[Data entries]
━━━━━━━━━━━━━━━━

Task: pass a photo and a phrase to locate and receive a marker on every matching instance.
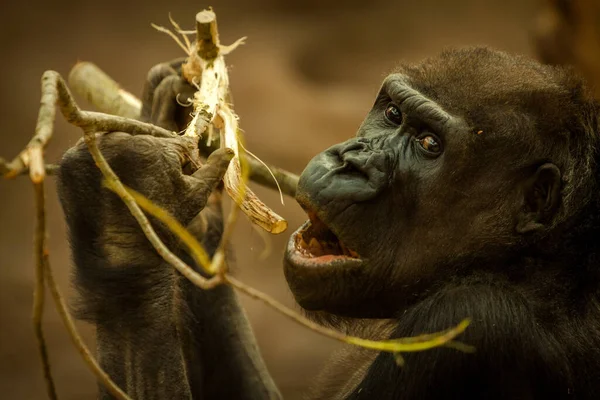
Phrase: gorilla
(469, 191)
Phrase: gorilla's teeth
(315, 247)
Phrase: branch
(40, 251)
(83, 80)
(107, 93)
(114, 183)
(89, 359)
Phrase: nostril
(352, 146)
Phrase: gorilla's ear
(541, 199)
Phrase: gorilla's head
(470, 161)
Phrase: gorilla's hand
(99, 221)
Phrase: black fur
(501, 226)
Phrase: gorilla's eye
(430, 144)
(393, 114)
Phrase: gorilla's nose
(356, 156)
(346, 173)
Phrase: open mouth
(316, 241)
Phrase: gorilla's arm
(159, 337)
(515, 357)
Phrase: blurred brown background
(304, 80)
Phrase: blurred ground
(304, 80)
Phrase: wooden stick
(40, 250)
(82, 81)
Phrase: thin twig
(89, 359)
(39, 293)
(115, 185)
(82, 80)
(401, 345)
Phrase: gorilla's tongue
(317, 240)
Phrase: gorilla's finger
(171, 94)
(204, 181)
(155, 76)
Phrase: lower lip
(299, 258)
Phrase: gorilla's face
(428, 189)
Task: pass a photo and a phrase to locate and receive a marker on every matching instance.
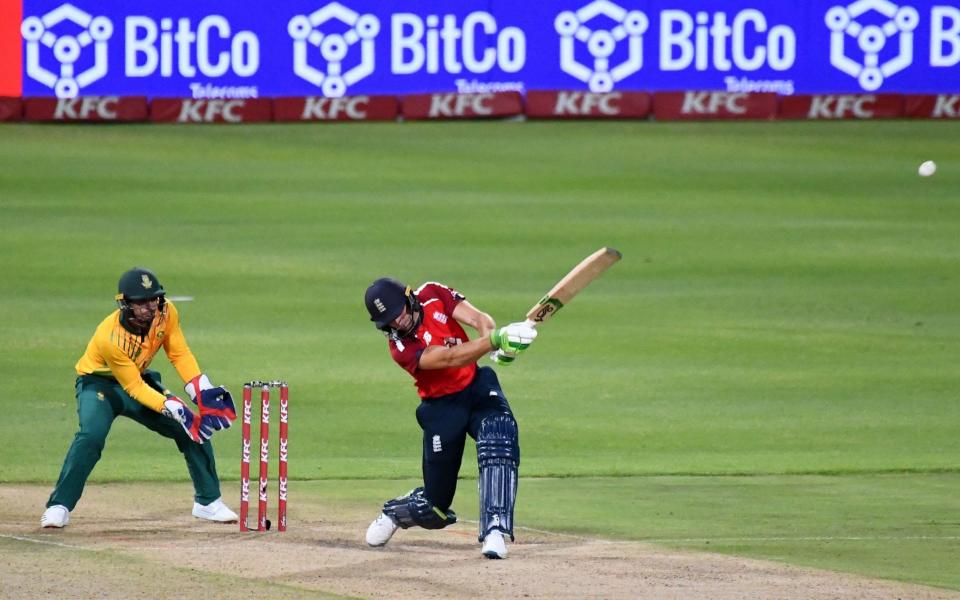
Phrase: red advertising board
(188, 110)
(347, 108)
(11, 109)
(943, 106)
(11, 56)
(461, 106)
(842, 106)
(672, 106)
(587, 105)
(86, 109)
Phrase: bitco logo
(601, 43)
(66, 47)
(872, 37)
(305, 30)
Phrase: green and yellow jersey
(117, 353)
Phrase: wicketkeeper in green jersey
(114, 380)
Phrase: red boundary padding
(11, 48)
(538, 104)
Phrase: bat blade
(572, 283)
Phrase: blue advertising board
(197, 48)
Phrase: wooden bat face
(578, 278)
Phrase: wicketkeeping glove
(174, 408)
(215, 404)
(514, 338)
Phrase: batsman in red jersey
(426, 338)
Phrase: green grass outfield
(771, 371)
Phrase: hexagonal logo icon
(333, 29)
(627, 26)
(872, 24)
(66, 31)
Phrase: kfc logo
(601, 43)
(304, 29)
(896, 23)
(66, 48)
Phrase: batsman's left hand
(504, 359)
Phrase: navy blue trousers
(446, 421)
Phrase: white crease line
(865, 538)
(852, 538)
(46, 542)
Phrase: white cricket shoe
(216, 511)
(494, 546)
(381, 530)
(56, 516)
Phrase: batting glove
(504, 359)
(514, 338)
(174, 408)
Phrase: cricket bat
(564, 291)
(572, 284)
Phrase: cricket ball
(927, 168)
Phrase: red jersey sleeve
(432, 292)
(406, 352)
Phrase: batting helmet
(139, 284)
(386, 299)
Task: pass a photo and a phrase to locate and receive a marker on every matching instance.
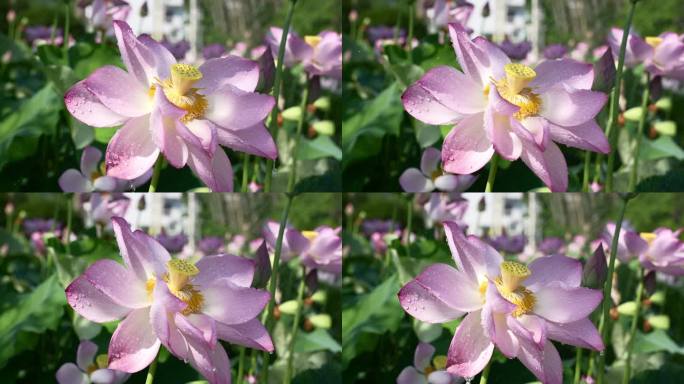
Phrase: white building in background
(511, 212)
(506, 18)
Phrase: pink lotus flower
(101, 207)
(512, 109)
(444, 12)
(321, 55)
(88, 369)
(514, 307)
(104, 12)
(91, 178)
(320, 249)
(662, 55)
(430, 176)
(423, 372)
(171, 302)
(175, 109)
(660, 251)
(442, 207)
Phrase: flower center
(313, 41)
(101, 362)
(648, 236)
(178, 279)
(508, 285)
(654, 41)
(514, 89)
(180, 92)
(310, 235)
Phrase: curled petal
(562, 304)
(466, 148)
(70, 374)
(119, 91)
(413, 180)
(131, 152)
(238, 270)
(222, 297)
(251, 334)
(470, 349)
(233, 70)
(549, 165)
(134, 344)
(215, 171)
(554, 268)
(87, 108)
(581, 333)
(73, 181)
(91, 303)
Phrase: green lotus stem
(607, 285)
(485, 373)
(150, 371)
(578, 366)
(241, 366)
(268, 315)
(409, 224)
(67, 230)
(295, 327)
(300, 127)
(155, 174)
(634, 177)
(276, 90)
(611, 130)
(632, 332)
(245, 173)
(493, 167)
(65, 42)
(409, 36)
(585, 179)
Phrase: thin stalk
(409, 224)
(605, 309)
(245, 173)
(241, 366)
(67, 230)
(485, 373)
(493, 167)
(65, 42)
(634, 177)
(155, 174)
(295, 327)
(632, 332)
(409, 37)
(151, 371)
(268, 315)
(611, 130)
(298, 135)
(578, 366)
(276, 90)
(587, 163)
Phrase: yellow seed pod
(180, 272)
(183, 76)
(654, 41)
(513, 273)
(313, 40)
(518, 76)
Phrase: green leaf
(318, 340)
(103, 135)
(364, 127)
(372, 314)
(656, 341)
(32, 313)
(34, 117)
(320, 147)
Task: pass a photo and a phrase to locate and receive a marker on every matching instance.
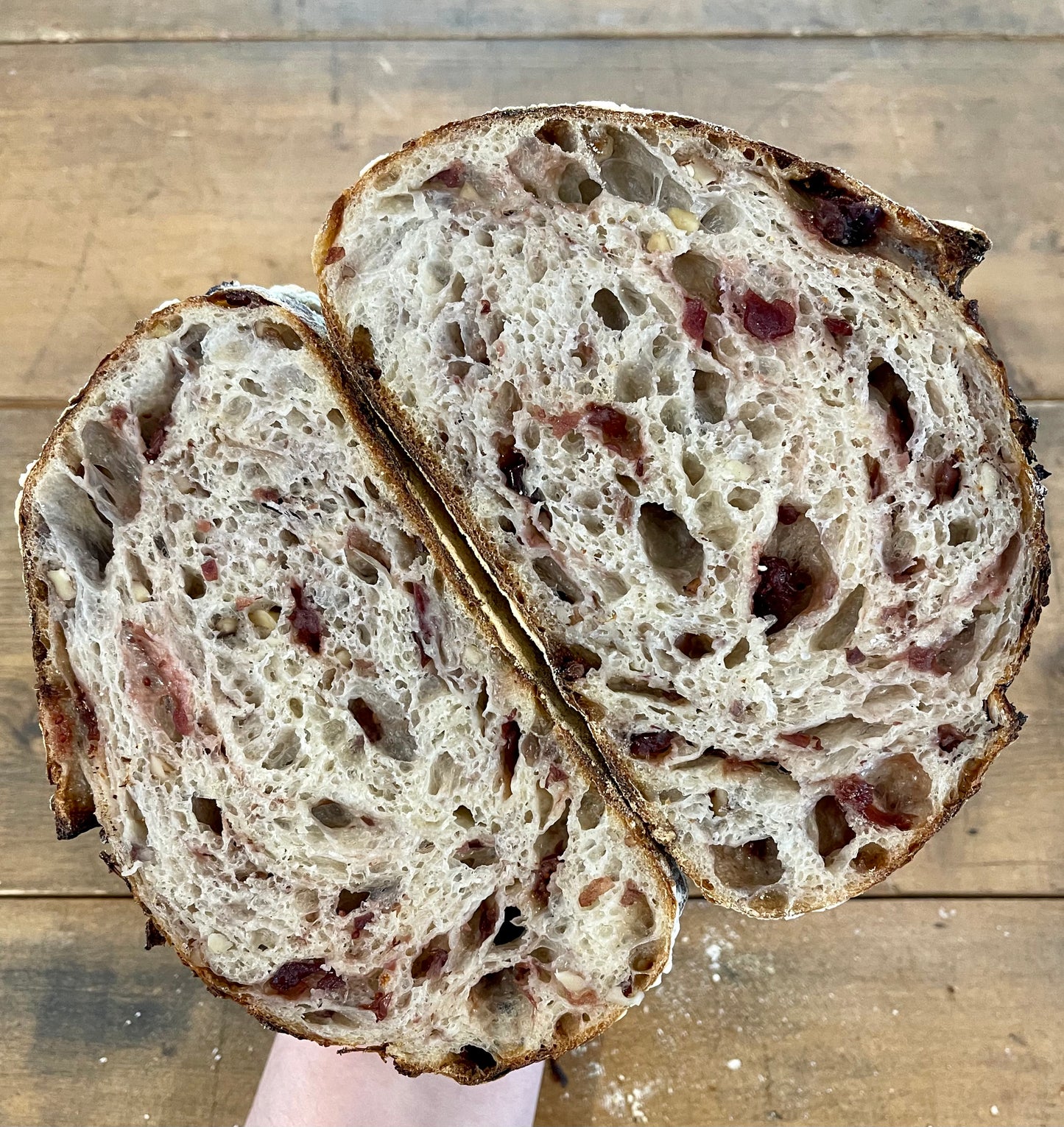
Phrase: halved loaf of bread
(720, 426)
(311, 760)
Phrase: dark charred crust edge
(378, 442)
(943, 252)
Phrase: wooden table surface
(150, 148)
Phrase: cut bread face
(311, 760)
(720, 428)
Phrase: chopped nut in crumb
(62, 584)
(264, 620)
(682, 219)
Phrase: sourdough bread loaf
(724, 431)
(311, 761)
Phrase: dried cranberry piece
(847, 222)
(767, 320)
(894, 392)
(924, 660)
(876, 483)
(631, 895)
(306, 620)
(652, 745)
(451, 177)
(510, 738)
(951, 738)
(556, 774)
(547, 868)
(594, 889)
(785, 590)
(840, 216)
(857, 795)
(620, 433)
(694, 322)
(158, 437)
(512, 464)
(291, 978)
(487, 920)
(380, 1006)
(947, 480)
(425, 622)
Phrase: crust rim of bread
(63, 726)
(953, 250)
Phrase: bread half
(720, 425)
(311, 761)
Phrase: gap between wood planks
(71, 38)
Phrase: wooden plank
(133, 173)
(99, 1031)
(59, 21)
(1006, 841)
(919, 1011)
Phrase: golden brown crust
(945, 252)
(59, 713)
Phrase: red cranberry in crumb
(894, 394)
(512, 464)
(554, 774)
(290, 978)
(857, 795)
(785, 590)
(620, 433)
(875, 477)
(306, 620)
(767, 320)
(155, 445)
(451, 177)
(631, 895)
(652, 745)
(360, 923)
(380, 1006)
(947, 480)
(694, 319)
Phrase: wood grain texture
(100, 1031)
(1006, 841)
(59, 21)
(133, 173)
(911, 1012)
(929, 1011)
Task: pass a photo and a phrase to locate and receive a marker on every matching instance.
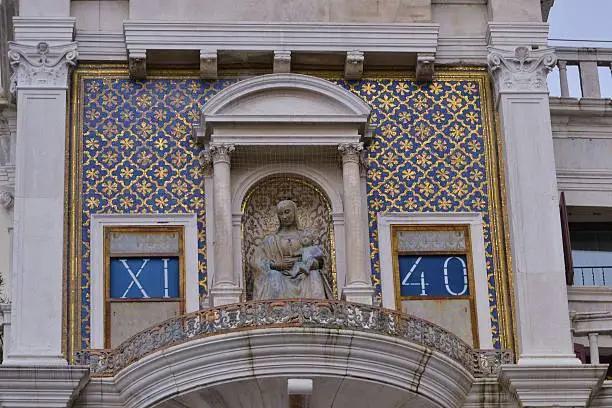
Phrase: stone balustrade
(338, 315)
(588, 60)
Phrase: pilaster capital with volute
(42, 65)
(220, 152)
(350, 152)
(7, 197)
(522, 70)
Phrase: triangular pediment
(285, 99)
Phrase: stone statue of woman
(287, 264)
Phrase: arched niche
(280, 123)
(313, 215)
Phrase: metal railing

━━━━━━━━━━━━━━━━

* [EXERCISE DIRECTIONS]
Rename "gorilla" to "ape" everywhere in the items above and write them out again with nothing else changed. Leave out the pictures.

* [IN RESPONSE]
Task: pass a photo and a phrase to locate and receive a marker on every matching instance.
Phrase: ape
(469, 191)
Phrase: ape's teeth
(315, 247)
Phrase: branch
(40, 251)
(83, 80)
(107, 93)
(114, 183)
(89, 359)
Phrase: nostril
(352, 146)
Phrase: ape's ear
(541, 199)
Phrase: ape's head
(470, 161)
Phrase: ape's hand
(99, 221)
Phrase: black fur
(501, 226)
Phrase: ape's eye
(430, 144)
(393, 114)
Phrase: ape's nose
(356, 156)
(346, 173)
Phrase: open mouth
(316, 241)
Phrase: ape's arm
(159, 337)
(515, 357)
Phrase: blurred brown background
(304, 80)
Phrase: blurred ground
(304, 80)
Phrase: wooden stick
(40, 250)
(82, 81)
Phrase: thin twig
(89, 359)
(39, 293)
(115, 185)
(82, 80)
(401, 345)
Phrase: ape's tongue
(317, 240)
Phrase: ape's finger
(171, 94)
(204, 181)
(155, 76)
Phrase: lower lip
(299, 258)
Phrase: ape's face
(428, 189)
Task: pass a photo and a phrase to locate and receive a marker on every matching instance.
Phrase: red advertising board
(188, 110)
(347, 108)
(11, 109)
(943, 106)
(11, 56)
(461, 106)
(842, 106)
(672, 106)
(587, 105)
(86, 109)
Phrase: bitco logo
(601, 43)
(66, 47)
(872, 37)
(305, 30)
Phrase: green and yellow jersey
(117, 353)
Phrase: wicketkeeper in green jersey
(114, 380)
Phrase: red boundary padding
(11, 48)
(538, 104)
Phrase: bat blade
(572, 283)
Phrase: blue advertising board
(197, 48)
Phrase: wooden bat face
(578, 278)
Phrase: wicketkeeping glove
(174, 408)
(215, 404)
(514, 338)
Phrase: batsman in red jersey
(426, 338)
Phrase: green grass outfield
(771, 371)
Phrase: hexagonal logo icon
(333, 29)
(627, 26)
(872, 24)
(66, 31)
Phrase: kfc logo
(601, 43)
(304, 29)
(896, 23)
(66, 48)
Phrase: batsman's left hand
(504, 359)
Phrase: navy blue trousers
(446, 421)
Phrase: white crease line
(865, 538)
(852, 538)
(46, 542)
Phrase: white cricket shoe
(216, 511)
(494, 546)
(381, 530)
(56, 516)
Phrase: batting glove
(504, 359)
(514, 338)
(174, 408)
Phrase: cricket bat
(564, 291)
(572, 284)
Phrase: cricket ball
(927, 168)
Phrase: red jersey sleeve
(432, 292)
(406, 352)
Phrase: batting helmet
(139, 284)
(386, 299)
Task: pass a photo and a phrase to locate and receive a marker on every matching instance.
Phrase: white building in background
(511, 212)
(506, 18)
Phrase: pink lotus flower
(101, 207)
(512, 109)
(444, 12)
(321, 55)
(88, 369)
(514, 307)
(104, 12)
(91, 178)
(320, 249)
(662, 55)
(430, 176)
(423, 372)
(171, 302)
(175, 109)
(660, 251)
(442, 207)
Phrase: flower center
(313, 41)
(101, 362)
(648, 236)
(178, 279)
(508, 285)
(654, 41)
(514, 89)
(180, 92)
(310, 235)
Phrase: curled petal
(562, 304)
(466, 148)
(70, 374)
(119, 91)
(413, 180)
(131, 152)
(238, 270)
(222, 297)
(251, 334)
(470, 349)
(233, 70)
(549, 165)
(134, 344)
(215, 171)
(554, 268)
(87, 108)
(581, 333)
(73, 181)
(91, 303)
Phrase: green lotus stem
(607, 285)
(485, 373)
(150, 371)
(578, 366)
(241, 366)
(268, 315)
(409, 224)
(67, 230)
(295, 327)
(300, 127)
(155, 174)
(634, 177)
(276, 90)
(611, 130)
(632, 332)
(245, 173)
(493, 167)
(65, 42)
(409, 36)
(585, 179)
Phrase: thin stalk
(409, 224)
(605, 309)
(245, 173)
(241, 366)
(67, 230)
(485, 373)
(493, 167)
(65, 42)
(634, 177)
(155, 174)
(295, 327)
(632, 332)
(409, 37)
(151, 371)
(268, 315)
(611, 130)
(298, 135)
(578, 366)
(276, 90)
(587, 163)
Phrase: yellow seed pod
(180, 272)
(183, 76)
(654, 41)
(513, 273)
(313, 40)
(518, 76)
Phrase: green leaf
(318, 340)
(103, 135)
(364, 127)
(372, 314)
(656, 341)
(32, 313)
(34, 117)
(320, 147)
Task: pass a photo and a phrase to locate and receive a marker on every matching instance.
Phrase: halved loaf of bread
(720, 426)
(311, 760)
Phrase: dark charred crust edge
(378, 442)
(943, 252)
Phrase: wooden table surface
(150, 148)
Phrase: cut bread face
(311, 760)
(720, 428)
Phrase: chopped nut in crumb
(62, 584)
(264, 620)
(682, 219)
Phrase: sourdough bread loaf
(724, 431)
(311, 761)
Phrase: dried cranberry piece
(847, 222)
(767, 320)
(894, 392)
(924, 660)
(876, 483)
(631, 895)
(306, 620)
(652, 745)
(451, 177)
(510, 738)
(951, 738)
(556, 774)
(547, 868)
(594, 889)
(785, 590)
(840, 216)
(857, 795)
(620, 433)
(694, 322)
(158, 437)
(512, 464)
(291, 978)
(487, 920)
(380, 1006)
(947, 480)
(425, 622)
Phrase: crust rim of bread
(63, 726)
(953, 250)
Phrase: bread half
(720, 425)
(311, 761)
Phrase: gap between wood planks
(71, 38)
Phrase: wooden plank
(133, 173)
(99, 1031)
(59, 21)
(1006, 841)
(919, 1011)
Phrase: golden brown crust
(945, 252)
(59, 713)
Phrase: red cranberry in crumb
(894, 394)
(512, 464)
(554, 774)
(290, 978)
(857, 795)
(785, 590)
(620, 433)
(875, 477)
(306, 620)
(767, 320)
(155, 445)
(451, 177)
(631, 895)
(652, 745)
(360, 923)
(380, 1006)
(947, 480)
(694, 319)
Phrase: wood grain texture
(100, 1031)
(1006, 841)
(59, 21)
(133, 173)
(911, 1012)
(929, 1011)
Task: pass a photo and a phrase to locate and receive a marker on every matching instance.
Phrase: stone balustrade
(338, 315)
(588, 60)
Phrase: pilaster capital with volute
(42, 65)
(220, 152)
(350, 152)
(7, 197)
(522, 70)
Phrase: triangular pediment
(285, 99)
Phrase: stone statue of woman
(287, 264)
Phrase: arched niche
(280, 123)
(313, 215)
Phrase: metal railing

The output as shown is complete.